PAGE EXCERPT Start Marker
In the span of eight short weeks, we learned of our move, listed and sold our house in 3 days, bought a house over a whirlwind trip, I spoke at a women’s retreat, we set out on a goodbye tour, wrapped up loose ends, watched our house packed and moved cross country, now here we are two months later.

As I unpack boxes, I feel my soul unpacking. It’s been holding and storing quite a bit over the past two months.

When God moves you from a place you felt well planted to a place of unknown, you begin to notice hidden areas of insecurity. You begin to see idols you failed to notice in your well-planted home. You begin to see areas you thought your identity was firmly rooted in Christ but in reality it was actually trying to find roots in reputation, ministry, or being known.

When you live around people who know you, you have nothing to prove. You are known by the ones you do life with. If you mess up, they know you, they give you second chances. You can live with your guard down because they know your heart. They know your affections and priorities. They know Christ is your center.

Then God moves you away from the comfort of being known. He moves you away from that safety net that entangles your identity with things of this world. Suddenly, you find yourself with God alone. What a glorious place to be.

I find myself challenged. Do I believe what I’ve told myself? Is my identity solely rooted in Christ? In Christ alone? Am I living every day for the single purpose to glorify Him? If so, then it doesn’t matter where I live or who knows me or doesn’t know me. My eyes locked on Him, all else matters little.
PAGE EXCERPT End Marker
▶ _YOUR GOAL_
Copy the passage about moving and identity word for word, from "Then God moves" to "else matters little.".
INFORMATION GIVEN Start Marker
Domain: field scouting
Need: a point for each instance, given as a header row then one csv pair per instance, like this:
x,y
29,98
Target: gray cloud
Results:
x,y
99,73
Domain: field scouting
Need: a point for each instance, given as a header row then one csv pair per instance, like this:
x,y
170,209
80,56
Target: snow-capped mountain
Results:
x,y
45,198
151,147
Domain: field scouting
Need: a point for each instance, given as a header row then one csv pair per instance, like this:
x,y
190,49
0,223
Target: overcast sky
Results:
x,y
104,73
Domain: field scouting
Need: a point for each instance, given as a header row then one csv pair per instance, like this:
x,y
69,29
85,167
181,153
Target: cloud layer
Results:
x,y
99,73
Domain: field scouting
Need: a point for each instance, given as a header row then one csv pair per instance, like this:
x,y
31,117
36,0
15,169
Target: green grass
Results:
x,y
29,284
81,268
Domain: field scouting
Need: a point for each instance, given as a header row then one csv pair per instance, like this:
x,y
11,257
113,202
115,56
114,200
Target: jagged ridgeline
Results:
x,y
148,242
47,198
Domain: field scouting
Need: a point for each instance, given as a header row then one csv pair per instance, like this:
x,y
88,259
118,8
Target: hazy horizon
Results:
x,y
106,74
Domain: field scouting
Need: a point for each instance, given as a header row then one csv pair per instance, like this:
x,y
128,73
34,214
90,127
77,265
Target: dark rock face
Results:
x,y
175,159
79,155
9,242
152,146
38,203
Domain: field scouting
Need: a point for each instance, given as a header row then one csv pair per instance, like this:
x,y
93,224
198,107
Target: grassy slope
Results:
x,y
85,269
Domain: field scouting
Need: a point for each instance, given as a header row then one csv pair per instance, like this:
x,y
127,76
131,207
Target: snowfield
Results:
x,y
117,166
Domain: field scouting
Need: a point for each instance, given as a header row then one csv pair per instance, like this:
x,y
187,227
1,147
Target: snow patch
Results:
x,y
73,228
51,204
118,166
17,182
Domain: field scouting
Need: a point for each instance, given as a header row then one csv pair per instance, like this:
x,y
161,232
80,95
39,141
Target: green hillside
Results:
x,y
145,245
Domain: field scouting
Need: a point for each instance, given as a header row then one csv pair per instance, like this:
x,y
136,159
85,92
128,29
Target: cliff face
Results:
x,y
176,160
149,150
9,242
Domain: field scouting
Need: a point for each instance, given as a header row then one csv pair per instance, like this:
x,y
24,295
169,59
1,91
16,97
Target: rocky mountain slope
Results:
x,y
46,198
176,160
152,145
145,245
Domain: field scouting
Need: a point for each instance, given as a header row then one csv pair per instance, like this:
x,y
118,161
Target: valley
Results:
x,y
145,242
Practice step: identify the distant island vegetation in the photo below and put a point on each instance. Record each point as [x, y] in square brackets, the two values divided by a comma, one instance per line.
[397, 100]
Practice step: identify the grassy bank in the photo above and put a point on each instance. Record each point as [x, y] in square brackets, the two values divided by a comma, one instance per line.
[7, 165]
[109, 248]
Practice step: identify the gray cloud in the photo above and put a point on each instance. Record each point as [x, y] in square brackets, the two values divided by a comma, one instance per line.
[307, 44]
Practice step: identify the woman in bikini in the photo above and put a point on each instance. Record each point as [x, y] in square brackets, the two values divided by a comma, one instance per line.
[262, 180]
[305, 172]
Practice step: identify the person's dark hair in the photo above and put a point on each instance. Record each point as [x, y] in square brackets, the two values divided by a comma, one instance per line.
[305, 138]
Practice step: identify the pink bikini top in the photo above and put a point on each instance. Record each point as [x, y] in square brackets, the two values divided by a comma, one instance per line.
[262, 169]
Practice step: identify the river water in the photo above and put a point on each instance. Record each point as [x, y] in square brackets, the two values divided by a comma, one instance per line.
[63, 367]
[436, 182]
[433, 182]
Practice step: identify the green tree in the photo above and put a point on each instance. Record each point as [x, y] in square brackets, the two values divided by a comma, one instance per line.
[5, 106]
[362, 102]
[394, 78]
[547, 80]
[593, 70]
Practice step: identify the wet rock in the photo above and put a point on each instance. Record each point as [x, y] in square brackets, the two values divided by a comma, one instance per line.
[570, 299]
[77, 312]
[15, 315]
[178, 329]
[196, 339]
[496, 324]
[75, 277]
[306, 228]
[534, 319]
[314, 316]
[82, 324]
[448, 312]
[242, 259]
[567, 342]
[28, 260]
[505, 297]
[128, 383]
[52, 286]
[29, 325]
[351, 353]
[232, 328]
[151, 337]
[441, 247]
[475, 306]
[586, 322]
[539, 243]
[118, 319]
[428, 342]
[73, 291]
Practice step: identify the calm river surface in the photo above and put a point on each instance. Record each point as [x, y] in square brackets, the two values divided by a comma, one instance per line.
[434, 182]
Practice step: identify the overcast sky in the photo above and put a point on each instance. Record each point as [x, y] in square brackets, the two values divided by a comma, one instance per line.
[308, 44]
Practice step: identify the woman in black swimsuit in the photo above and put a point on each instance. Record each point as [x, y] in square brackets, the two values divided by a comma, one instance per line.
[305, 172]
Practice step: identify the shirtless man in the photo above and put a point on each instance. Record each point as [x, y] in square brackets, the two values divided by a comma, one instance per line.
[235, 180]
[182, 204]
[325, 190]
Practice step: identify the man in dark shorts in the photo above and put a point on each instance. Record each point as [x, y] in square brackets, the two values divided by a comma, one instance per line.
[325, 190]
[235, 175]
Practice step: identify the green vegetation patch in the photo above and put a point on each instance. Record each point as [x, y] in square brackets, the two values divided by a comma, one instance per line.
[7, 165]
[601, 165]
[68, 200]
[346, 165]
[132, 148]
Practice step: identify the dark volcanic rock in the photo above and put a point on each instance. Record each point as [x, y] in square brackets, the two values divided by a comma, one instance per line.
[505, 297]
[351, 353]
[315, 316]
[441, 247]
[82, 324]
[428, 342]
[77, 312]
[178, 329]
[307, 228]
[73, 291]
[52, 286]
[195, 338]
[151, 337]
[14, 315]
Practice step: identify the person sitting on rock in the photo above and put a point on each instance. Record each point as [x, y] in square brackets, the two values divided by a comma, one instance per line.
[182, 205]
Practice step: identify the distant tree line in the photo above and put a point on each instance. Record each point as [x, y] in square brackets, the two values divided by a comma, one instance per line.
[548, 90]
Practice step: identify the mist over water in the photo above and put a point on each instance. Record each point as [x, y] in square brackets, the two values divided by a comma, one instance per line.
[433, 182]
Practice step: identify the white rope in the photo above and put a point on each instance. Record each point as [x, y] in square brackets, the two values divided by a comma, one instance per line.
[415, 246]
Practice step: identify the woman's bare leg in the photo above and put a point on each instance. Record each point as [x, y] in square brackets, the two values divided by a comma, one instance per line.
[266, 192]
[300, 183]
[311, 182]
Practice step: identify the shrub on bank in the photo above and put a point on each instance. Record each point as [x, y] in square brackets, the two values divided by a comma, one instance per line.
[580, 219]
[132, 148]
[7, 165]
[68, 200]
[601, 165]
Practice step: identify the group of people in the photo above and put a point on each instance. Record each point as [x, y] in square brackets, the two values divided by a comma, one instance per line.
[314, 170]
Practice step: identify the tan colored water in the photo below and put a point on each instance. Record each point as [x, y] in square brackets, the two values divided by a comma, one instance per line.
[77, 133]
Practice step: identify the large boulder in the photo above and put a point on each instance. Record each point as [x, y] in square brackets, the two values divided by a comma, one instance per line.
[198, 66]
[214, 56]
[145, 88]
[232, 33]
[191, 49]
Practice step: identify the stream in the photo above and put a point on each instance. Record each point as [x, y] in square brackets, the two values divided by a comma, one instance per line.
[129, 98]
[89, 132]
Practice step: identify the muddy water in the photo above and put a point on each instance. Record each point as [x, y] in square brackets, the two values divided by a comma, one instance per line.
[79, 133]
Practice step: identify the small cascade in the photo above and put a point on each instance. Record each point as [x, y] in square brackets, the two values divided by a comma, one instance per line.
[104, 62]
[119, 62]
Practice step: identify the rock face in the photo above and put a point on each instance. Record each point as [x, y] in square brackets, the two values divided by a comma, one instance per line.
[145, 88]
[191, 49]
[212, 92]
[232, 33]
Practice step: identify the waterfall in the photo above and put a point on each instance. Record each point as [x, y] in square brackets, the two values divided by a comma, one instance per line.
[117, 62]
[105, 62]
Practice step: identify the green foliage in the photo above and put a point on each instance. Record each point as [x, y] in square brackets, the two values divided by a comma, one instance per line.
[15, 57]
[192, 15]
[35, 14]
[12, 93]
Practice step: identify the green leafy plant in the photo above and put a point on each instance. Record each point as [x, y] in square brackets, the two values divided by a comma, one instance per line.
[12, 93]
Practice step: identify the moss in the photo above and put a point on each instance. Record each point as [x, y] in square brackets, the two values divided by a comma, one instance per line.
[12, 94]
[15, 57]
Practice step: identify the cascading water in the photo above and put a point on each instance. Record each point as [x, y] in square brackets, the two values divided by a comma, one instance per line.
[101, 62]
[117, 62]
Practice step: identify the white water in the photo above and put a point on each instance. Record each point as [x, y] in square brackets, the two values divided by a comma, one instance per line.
INFORMATION GIVEN End Marker
▶ _EXERCISE RESULT_
Then God moves you away from the comfort of being known. He moves you away from that safety net that entangles your identity with things of this world. Suddenly, you find yourself with God alone. What a glorious place to be.

I find myself challenged. Do I believe what I’ve told myself? Is my identity solely rooted in Christ? In Christ alone? Am I living every day for the single purpose to glorify Him? If so, then it doesn’t matter where I live or who knows me or doesn’t know me. My eyes locked on Him, all else matters little.